Image point annotation entries
◆ ◆ ◆ ◆ ◆ ◆ ◆
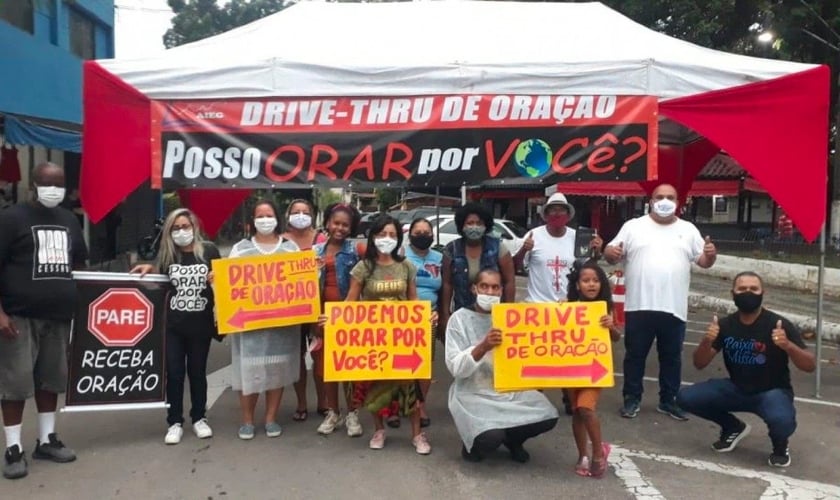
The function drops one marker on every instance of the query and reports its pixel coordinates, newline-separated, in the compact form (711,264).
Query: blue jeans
(715,399)
(641,328)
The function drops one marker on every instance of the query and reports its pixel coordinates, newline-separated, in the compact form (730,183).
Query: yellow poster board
(266,291)
(552,346)
(378,341)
◆ ◆ ◆ ◆ ◆ ◆ ◆
Please write out every line of the data above again, leaving out the pictures, and increase each number in the marked answer coordinates by 131. Leave every other number as it stands.

TASK ANSWER:
The function drops one marker on every instance of the query and reports its pixel coordinates, newline-separated, in the compact form (711,264).
Query: blue jeans
(846,530)
(772,459)
The function drops one marker on every instance of the query and reports its pixel coordinates, newline-separated, in the compact form (730,183).
Query: yellow poster board
(397,422)
(683,477)
(509,472)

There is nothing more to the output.